**Set problem**: Lay out the entries as a Markdown table with the columns Row and Line, giving each line a row number and leaving out blank lines and the pictures. Begin at the start of the entries and stop after the line that contains "x=299, y=140".

**Data for the task**:
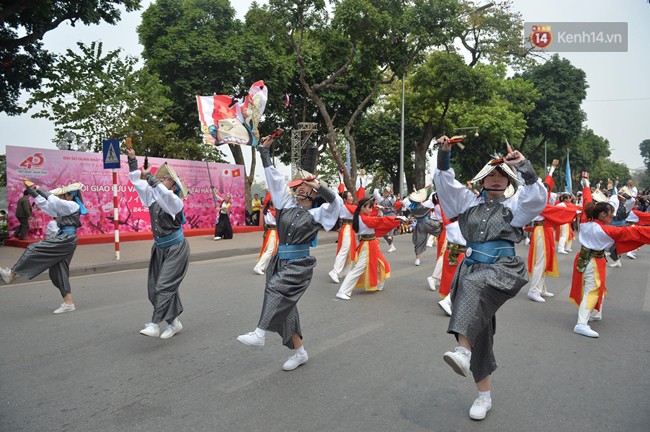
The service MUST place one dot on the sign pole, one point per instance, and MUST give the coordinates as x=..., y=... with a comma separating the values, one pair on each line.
x=111, y=152
x=116, y=216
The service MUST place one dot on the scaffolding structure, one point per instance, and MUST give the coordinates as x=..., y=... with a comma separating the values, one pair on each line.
x=299, y=140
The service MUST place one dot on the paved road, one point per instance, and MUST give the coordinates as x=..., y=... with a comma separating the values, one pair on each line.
x=375, y=361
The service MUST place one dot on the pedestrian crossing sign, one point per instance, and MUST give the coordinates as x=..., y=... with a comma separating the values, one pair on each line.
x=111, y=150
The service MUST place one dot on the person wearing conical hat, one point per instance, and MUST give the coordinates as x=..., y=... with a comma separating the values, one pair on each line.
x=163, y=194
x=564, y=236
x=55, y=254
x=420, y=205
x=623, y=203
x=542, y=258
x=290, y=270
x=223, y=228
x=346, y=245
x=491, y=272
x=385, y=201
x=270, y=240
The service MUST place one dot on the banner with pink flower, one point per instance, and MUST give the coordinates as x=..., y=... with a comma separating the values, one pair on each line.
x=54, y=168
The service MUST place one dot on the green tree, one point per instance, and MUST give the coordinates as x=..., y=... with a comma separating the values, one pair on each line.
x=493, y=35
x=23, y=61
x=100, y=96
x=644, y=148
x=344, y=62
x=557, y=117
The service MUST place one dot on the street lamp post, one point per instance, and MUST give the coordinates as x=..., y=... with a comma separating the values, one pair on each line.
x=70, y=139
x=402, y=180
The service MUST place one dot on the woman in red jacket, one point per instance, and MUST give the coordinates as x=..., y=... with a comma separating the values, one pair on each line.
x=589, y=269
x=371, y=268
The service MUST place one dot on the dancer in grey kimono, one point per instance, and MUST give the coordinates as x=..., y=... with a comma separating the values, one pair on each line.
x=491, y=273
x=420, y=205
x=290, y=270
x=386, y=205
x=170, y=254
x=66, y=205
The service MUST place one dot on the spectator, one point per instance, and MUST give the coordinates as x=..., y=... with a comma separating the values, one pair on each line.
x=256, y=205
x=23, y=213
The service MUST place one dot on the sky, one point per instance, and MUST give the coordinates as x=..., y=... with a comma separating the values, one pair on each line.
x=617, y=96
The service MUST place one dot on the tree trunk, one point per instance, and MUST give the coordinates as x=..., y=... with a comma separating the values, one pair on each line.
x=248, y=179
x=420, y=149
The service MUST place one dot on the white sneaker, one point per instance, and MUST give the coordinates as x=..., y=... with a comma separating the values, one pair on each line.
x=64, y=308
x=479, y=408
x=294, y=361
x=595, y=315
x=432, y=283
x=172, y=329
x=343, y=296
x=5, y=273
x=251, y=339
x=459, y=362
x=535, y=296
x=585, y=330
x=445, y=305
x=151, y=329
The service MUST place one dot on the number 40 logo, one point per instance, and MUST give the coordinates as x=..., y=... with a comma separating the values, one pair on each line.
x=34, y=161
x=541, y=37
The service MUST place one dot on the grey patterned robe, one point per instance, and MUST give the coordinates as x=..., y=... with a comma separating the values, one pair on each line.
x=478, y=290
x=168, y=265
x=287, y=280
x=53, y=254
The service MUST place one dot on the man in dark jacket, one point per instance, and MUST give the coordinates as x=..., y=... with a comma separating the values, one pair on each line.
x=23, y=213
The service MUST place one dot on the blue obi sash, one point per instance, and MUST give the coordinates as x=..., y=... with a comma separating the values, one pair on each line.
x=488, y=252
x=170, y=240
x=292, y=252
x=68, y=229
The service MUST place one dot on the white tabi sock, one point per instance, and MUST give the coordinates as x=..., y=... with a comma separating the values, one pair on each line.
x=485, y=395
x=464, y=350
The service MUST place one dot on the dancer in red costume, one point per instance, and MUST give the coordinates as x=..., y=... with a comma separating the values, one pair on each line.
x=542, y=260
x=371, y=268
x=588, y=287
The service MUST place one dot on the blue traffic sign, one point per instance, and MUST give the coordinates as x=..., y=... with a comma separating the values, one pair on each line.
x=111, y=150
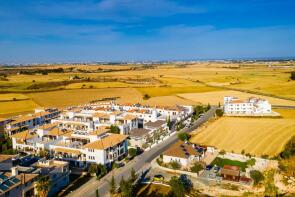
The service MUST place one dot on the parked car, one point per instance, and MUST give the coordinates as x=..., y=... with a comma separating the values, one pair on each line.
x=209, y=167
x=158, y=177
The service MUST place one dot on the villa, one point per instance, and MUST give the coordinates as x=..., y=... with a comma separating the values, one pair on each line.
x=183, y=153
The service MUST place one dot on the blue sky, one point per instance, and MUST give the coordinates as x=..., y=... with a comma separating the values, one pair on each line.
x=118, y=30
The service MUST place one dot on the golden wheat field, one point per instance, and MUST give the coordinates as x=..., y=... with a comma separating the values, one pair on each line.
x=166, y=84
x=257, y=136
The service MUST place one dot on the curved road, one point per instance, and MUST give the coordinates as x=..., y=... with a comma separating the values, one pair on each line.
x=140, y=164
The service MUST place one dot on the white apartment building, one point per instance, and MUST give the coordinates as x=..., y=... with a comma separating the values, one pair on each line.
x=251, y=106
x=77, y=147
x=40, y=117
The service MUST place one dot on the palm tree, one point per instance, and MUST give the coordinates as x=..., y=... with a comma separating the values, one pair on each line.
x=43, y=185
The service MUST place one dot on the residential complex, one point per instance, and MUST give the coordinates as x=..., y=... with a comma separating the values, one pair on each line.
x=40, y=117
x=98, y=132
x=251, y=106
x=14, y=184
x=58, y=172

**Correct output**:
| Row | Line |
|---|---|
| 1 | The service MUST place one dot on the sign pole, one point per instance, and MUST give the coordinates as x=..., y=... with a comma separating the values, one pair on each line. |
| 2 | x=111, y=152 |
| 3 | x=116, y=216 |
| 4 | The service MUST place one dot on the scaffolding structure, one point per instance, and MUST give the coordinates as x=..., y=... with a comma separating the values, one pair on each line. |
| 5 | x=299, y=140 |